- Written instruction
Rewrite the part of the material from the line containing "box concrete step" through the last line as a JSON list of strings, one string per line and no blank lines.

··· Data in this exercise ···

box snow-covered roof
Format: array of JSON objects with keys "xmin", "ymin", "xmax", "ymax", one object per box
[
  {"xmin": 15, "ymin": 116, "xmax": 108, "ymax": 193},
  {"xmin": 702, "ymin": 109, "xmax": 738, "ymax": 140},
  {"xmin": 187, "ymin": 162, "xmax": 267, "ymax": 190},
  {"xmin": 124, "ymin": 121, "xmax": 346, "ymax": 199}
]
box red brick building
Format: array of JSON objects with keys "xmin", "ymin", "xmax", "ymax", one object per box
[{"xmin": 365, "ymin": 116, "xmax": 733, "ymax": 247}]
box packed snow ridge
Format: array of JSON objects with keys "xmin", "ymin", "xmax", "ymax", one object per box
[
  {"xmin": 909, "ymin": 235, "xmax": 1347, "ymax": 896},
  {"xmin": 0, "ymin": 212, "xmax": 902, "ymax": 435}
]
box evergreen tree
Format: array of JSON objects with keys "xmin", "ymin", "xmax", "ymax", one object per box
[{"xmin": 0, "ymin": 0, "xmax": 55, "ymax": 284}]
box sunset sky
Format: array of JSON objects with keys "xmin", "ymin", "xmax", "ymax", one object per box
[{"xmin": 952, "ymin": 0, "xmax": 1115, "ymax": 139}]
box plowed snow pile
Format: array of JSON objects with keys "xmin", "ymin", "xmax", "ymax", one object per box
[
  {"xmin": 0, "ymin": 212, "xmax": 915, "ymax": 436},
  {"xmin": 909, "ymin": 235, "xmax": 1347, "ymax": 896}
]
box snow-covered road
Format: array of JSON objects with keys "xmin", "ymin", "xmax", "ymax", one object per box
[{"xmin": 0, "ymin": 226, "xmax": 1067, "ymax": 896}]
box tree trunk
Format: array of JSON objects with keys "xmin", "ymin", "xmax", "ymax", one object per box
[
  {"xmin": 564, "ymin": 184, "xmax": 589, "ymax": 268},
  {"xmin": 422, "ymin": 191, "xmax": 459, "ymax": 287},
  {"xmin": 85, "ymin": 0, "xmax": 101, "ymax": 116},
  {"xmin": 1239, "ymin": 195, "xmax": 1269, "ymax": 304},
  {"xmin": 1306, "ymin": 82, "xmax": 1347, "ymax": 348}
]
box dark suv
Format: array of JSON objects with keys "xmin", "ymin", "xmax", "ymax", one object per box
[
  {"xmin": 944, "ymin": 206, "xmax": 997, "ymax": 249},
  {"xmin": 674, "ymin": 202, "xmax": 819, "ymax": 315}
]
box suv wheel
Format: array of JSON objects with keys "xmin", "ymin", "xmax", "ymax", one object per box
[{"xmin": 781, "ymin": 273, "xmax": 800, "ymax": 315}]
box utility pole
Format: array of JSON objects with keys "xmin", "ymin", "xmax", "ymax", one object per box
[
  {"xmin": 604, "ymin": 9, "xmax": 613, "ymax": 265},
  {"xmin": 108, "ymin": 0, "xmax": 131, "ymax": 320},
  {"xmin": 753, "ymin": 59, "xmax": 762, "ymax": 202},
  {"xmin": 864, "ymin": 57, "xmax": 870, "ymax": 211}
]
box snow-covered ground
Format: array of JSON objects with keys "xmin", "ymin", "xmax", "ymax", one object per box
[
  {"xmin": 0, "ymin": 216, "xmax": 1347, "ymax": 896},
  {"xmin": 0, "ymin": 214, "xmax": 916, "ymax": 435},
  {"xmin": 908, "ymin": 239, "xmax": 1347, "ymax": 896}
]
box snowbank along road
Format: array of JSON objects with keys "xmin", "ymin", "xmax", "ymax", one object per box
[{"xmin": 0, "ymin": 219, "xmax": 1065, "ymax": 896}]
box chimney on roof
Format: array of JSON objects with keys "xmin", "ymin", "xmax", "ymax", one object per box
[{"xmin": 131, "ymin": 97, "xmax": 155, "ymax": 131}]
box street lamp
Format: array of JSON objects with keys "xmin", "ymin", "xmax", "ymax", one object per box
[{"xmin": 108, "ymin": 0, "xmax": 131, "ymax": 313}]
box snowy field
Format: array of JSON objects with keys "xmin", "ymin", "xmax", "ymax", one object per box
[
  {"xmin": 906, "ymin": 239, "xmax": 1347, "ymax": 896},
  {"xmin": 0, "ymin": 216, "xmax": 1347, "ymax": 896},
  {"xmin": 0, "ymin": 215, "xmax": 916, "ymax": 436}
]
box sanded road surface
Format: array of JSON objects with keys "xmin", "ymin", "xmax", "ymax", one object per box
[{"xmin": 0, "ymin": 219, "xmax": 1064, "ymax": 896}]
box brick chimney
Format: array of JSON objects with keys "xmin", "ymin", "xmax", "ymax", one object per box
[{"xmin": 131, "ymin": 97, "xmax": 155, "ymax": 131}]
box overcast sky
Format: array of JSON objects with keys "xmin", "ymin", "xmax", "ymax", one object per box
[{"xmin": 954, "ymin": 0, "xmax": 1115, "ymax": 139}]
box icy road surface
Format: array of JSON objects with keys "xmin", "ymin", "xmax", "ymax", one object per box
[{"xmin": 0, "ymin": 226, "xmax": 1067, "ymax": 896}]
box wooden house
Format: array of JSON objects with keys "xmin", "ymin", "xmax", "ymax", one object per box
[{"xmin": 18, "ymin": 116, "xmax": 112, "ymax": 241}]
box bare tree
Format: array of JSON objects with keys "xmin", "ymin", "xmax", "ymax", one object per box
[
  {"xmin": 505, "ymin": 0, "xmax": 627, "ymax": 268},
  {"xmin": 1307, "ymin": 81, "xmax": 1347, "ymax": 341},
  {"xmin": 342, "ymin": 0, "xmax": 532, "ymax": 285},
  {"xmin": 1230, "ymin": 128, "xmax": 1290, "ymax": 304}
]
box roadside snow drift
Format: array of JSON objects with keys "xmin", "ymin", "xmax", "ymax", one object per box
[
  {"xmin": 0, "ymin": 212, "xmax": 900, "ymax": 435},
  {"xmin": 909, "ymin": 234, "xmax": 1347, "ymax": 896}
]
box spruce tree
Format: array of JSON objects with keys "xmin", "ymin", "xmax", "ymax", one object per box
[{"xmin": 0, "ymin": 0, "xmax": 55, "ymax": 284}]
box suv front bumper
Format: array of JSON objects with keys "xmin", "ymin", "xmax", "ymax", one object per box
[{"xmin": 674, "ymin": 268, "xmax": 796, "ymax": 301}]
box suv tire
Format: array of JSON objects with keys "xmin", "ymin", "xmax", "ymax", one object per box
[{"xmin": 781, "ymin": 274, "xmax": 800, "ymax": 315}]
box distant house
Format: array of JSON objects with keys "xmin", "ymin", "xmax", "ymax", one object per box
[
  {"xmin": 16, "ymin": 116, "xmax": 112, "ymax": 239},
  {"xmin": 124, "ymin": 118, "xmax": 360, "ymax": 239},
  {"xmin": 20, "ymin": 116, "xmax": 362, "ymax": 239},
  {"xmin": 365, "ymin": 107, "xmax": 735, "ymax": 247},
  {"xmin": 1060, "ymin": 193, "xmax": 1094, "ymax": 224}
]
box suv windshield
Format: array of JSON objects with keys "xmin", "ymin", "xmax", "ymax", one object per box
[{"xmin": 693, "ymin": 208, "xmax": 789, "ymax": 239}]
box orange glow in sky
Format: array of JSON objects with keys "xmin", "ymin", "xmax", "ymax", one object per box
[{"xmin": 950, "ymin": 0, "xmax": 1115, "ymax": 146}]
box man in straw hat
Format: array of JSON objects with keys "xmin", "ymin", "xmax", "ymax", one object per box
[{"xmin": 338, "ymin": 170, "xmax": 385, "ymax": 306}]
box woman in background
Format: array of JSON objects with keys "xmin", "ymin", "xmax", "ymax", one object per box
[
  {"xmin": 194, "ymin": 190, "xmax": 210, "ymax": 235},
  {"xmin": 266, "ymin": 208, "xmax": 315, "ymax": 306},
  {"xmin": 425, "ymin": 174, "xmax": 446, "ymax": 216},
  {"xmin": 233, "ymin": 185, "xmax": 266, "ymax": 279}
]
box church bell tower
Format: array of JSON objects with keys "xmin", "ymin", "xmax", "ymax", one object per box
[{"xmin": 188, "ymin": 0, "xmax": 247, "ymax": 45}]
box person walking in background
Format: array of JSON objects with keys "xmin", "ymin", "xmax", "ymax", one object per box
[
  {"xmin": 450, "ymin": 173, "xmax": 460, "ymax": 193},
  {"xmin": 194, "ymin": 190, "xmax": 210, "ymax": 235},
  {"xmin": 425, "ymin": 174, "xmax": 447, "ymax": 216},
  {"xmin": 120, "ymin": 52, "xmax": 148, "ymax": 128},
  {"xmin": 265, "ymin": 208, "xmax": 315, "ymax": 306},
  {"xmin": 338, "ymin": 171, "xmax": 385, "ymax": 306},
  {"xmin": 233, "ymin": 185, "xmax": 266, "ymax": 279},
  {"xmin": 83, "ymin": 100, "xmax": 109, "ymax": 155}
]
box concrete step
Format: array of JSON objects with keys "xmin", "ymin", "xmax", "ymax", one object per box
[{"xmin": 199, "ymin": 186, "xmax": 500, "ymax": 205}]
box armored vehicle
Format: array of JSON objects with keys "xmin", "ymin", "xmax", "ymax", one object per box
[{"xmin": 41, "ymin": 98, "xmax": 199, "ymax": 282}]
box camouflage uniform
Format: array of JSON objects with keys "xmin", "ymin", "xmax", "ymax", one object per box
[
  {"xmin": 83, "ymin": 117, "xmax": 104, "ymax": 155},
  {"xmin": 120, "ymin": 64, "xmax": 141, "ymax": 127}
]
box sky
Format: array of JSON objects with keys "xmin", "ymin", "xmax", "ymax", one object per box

···

- Expected answer
[
  "box concrete step",
  "Format: array of JSON objects with keys \"xmin\", \"ymin\", \"xmax\", \"ymax\", one object per box",
  "[{\"xmin\": 199, \"ymin\": 186, \"xmax\": 500, \"ymax\": 205}]",
  "box armored vehicle",
  "Format: array of JSON objects with keys \"xmin\", \"ymin\", \"xmax\", \"ymax\", one object per box",
  "[{\"xmin\": 41, \"ymin\": 98, \"xmax\": 199, \"ymax\": 282}]",
  "box camouflage uniform",
  "Format: array of JSON objects with keys \"xmin\", \"ymin\", \"xmax\", \"ymax\", one object per box",
  "[",
  "  {\"xmin\": 83, \"ymin\": 117, \"xmax\": 104, \"ymax\": 155},",
  "  {\"xmin\": 120, \"ymin\": 64, \"xmax\": 141, \"ymax\": 127}",
  "]",
  "box sky",
  "Format: array of JSON objects with keys \"xmin\", \"ymin\", \"xmax\", \"ymax\", one object per box"
]